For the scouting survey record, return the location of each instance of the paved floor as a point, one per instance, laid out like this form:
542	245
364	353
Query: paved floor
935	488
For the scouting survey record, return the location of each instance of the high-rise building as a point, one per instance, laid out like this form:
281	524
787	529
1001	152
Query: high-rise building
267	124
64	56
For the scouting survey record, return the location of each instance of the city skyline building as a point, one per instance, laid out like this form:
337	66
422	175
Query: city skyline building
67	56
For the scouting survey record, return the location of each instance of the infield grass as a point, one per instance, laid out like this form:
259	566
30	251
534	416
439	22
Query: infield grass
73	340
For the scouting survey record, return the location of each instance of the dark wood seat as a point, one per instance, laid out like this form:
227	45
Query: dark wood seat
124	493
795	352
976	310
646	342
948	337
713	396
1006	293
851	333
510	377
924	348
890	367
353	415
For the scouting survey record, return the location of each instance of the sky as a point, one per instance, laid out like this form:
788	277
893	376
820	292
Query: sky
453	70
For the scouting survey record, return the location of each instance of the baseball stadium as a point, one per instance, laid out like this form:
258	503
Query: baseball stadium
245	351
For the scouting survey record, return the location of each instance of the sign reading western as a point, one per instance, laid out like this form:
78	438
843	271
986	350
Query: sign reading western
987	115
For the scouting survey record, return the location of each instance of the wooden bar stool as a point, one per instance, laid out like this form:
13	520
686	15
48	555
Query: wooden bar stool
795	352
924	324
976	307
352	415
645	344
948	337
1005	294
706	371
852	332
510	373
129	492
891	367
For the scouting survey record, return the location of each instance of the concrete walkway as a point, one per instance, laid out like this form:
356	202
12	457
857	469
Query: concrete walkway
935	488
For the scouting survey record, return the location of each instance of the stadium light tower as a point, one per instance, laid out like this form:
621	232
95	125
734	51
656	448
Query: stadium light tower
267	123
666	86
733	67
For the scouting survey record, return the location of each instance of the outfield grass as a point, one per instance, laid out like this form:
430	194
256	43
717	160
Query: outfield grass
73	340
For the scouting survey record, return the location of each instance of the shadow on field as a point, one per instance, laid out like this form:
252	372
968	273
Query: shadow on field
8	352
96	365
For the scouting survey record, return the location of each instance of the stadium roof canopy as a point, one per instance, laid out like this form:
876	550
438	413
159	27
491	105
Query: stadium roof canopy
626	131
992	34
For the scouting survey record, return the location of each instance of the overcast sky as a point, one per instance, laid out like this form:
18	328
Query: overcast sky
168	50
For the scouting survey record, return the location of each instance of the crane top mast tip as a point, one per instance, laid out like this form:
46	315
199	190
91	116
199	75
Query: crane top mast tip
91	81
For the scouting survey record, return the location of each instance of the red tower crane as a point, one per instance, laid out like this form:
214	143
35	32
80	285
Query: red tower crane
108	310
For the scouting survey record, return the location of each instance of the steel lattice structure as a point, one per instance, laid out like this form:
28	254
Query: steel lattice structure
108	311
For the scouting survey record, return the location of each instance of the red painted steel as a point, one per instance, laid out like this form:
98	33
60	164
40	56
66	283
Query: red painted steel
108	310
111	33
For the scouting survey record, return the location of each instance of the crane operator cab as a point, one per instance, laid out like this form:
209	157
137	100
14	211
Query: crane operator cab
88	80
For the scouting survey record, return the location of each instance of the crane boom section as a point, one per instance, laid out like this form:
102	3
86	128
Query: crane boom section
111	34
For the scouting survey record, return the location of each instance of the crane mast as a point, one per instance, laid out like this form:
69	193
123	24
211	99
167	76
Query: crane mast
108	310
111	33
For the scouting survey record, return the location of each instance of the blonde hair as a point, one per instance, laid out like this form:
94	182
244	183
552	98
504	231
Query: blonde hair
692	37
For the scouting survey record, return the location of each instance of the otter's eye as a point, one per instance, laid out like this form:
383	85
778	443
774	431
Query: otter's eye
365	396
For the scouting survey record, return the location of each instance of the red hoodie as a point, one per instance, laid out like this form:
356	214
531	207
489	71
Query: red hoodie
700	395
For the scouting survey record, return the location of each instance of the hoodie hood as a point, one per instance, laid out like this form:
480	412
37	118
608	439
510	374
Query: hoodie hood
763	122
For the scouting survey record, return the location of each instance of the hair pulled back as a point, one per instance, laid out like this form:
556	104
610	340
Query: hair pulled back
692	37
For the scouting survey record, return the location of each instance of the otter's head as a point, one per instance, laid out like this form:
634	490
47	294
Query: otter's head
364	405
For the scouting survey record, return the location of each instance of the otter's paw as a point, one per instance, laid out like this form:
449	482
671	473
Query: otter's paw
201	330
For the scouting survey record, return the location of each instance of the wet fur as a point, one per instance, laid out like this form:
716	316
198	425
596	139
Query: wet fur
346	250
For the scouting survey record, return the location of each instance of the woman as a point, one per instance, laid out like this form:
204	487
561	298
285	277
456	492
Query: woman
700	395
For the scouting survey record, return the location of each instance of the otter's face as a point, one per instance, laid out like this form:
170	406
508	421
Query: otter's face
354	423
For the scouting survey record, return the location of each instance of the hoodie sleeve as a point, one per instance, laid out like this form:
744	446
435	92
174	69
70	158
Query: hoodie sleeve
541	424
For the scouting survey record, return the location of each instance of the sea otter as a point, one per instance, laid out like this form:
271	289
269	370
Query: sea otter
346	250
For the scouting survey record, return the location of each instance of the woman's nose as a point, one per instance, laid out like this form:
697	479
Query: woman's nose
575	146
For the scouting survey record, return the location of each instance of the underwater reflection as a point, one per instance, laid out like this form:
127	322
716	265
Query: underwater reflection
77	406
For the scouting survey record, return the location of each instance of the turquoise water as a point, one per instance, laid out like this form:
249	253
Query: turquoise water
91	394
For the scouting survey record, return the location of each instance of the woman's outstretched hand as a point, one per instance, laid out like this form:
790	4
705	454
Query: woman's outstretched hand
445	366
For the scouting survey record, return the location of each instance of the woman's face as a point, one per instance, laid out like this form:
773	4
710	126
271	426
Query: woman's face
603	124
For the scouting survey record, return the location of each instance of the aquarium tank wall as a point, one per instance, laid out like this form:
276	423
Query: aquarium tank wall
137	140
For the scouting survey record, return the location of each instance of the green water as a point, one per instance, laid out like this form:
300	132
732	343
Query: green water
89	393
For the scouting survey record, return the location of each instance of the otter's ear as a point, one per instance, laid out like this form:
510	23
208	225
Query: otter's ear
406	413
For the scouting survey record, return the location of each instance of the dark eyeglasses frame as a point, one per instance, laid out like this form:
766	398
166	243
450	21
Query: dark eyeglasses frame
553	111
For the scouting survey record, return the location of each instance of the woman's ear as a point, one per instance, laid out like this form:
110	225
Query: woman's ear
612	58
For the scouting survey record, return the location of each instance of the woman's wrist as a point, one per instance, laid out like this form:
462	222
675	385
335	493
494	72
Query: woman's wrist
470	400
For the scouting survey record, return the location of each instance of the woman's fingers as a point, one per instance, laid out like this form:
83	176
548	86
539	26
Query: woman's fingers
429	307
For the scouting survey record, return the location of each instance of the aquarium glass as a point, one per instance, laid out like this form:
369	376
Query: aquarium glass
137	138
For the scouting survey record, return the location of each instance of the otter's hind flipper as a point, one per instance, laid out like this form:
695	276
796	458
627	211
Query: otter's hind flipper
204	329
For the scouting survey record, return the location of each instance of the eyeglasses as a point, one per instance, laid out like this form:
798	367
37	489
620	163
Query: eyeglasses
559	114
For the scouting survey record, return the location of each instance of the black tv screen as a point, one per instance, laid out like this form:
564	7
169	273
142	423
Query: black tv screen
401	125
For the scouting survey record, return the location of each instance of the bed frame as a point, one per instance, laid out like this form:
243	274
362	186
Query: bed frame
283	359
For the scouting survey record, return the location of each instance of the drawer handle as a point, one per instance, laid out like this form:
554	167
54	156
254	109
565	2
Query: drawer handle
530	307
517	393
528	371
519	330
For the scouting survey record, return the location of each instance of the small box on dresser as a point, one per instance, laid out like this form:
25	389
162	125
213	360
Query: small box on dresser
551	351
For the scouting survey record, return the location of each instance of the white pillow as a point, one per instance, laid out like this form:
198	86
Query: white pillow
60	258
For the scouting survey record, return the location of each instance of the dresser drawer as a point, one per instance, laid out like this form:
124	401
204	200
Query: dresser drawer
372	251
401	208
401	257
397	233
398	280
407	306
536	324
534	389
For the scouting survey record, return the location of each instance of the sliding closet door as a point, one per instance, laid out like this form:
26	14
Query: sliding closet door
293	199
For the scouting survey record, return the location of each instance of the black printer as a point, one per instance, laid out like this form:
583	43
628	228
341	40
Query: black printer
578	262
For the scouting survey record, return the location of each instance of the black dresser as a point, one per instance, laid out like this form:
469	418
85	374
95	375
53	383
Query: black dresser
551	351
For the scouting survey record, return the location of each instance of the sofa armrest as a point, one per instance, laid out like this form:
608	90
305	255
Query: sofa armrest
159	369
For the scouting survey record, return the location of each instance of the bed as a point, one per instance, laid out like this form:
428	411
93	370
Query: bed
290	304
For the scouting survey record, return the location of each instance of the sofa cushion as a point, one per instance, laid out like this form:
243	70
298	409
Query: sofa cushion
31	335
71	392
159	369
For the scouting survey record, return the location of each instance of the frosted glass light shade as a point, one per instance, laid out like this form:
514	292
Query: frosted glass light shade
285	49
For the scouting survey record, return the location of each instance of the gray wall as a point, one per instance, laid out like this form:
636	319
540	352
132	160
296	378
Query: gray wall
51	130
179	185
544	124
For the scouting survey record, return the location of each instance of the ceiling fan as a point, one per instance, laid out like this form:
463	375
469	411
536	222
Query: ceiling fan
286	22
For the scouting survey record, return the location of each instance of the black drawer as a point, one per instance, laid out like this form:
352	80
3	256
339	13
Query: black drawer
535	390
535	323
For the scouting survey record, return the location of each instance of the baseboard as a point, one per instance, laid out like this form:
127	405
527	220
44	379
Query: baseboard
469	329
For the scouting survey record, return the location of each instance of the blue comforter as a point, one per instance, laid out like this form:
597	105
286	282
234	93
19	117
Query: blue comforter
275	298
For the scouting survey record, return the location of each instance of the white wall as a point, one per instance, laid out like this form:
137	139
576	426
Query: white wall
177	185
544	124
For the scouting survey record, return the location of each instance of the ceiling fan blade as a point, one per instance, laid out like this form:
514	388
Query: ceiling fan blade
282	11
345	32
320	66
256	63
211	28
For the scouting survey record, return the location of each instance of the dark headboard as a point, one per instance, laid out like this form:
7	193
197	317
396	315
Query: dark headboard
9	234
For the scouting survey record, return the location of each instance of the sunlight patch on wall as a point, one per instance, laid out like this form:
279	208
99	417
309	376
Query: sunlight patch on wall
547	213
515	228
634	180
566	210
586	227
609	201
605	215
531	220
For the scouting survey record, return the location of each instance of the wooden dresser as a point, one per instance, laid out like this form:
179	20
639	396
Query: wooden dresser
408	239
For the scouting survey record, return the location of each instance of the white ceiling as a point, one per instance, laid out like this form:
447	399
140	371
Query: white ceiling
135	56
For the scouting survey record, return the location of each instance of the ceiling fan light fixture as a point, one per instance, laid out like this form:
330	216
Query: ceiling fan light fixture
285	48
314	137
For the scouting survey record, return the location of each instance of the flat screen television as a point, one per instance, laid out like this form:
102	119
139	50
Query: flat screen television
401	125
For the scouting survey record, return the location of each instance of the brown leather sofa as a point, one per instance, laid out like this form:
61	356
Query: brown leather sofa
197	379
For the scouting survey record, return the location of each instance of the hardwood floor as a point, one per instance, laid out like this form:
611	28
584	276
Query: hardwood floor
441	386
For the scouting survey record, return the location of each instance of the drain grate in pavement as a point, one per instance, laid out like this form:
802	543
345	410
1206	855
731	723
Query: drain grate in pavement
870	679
....................
Exercise goal: Quote only the lines from the one containing "the wooden dresser" through the final line of the records, with both ends included.

Complete response:
For the scouting survey record, return the location of each instance of the wooden dresser as a point, one per instance, laid out like this form:
179	20
639	396
Query: wooden dresser
408	239
For the scouting survey record, return the location of each instance of the white ceiling as a point, one per instance, laid out like this form:
447	399
140	371
Query: white ceiling
135	56
For the scouting survey record, return the location of each instance of the ceiling fan light fixture as a point, one per instance, laid out like this form:
330	216
Query: ceiling fan light fixture
285	48
314	137
For the scouting survey record, return the location of each instance of the flat screen television as a point, one per instance, laid out like this form:
102	119
139	50
Query: flat screen television
401	125
For the scouting survey record, return the location of each instance of the brown leather sofa as a point, one per instance, laid out like this form:
61	356
Query: brown leather sofa
197	379
For the scouting survey record, return the location of each instance of the hardwood floor as a point, one per instance, laid out like this form:
611	28
584	276
Query: hardwood floor
441	386
For the scouting survey record, return the location of each instance of the drain grate in pavement as a point, one per instance, laid out like this form:
802	543
345	410
1206	855
731	723
Query: drain grate in pavement
870	679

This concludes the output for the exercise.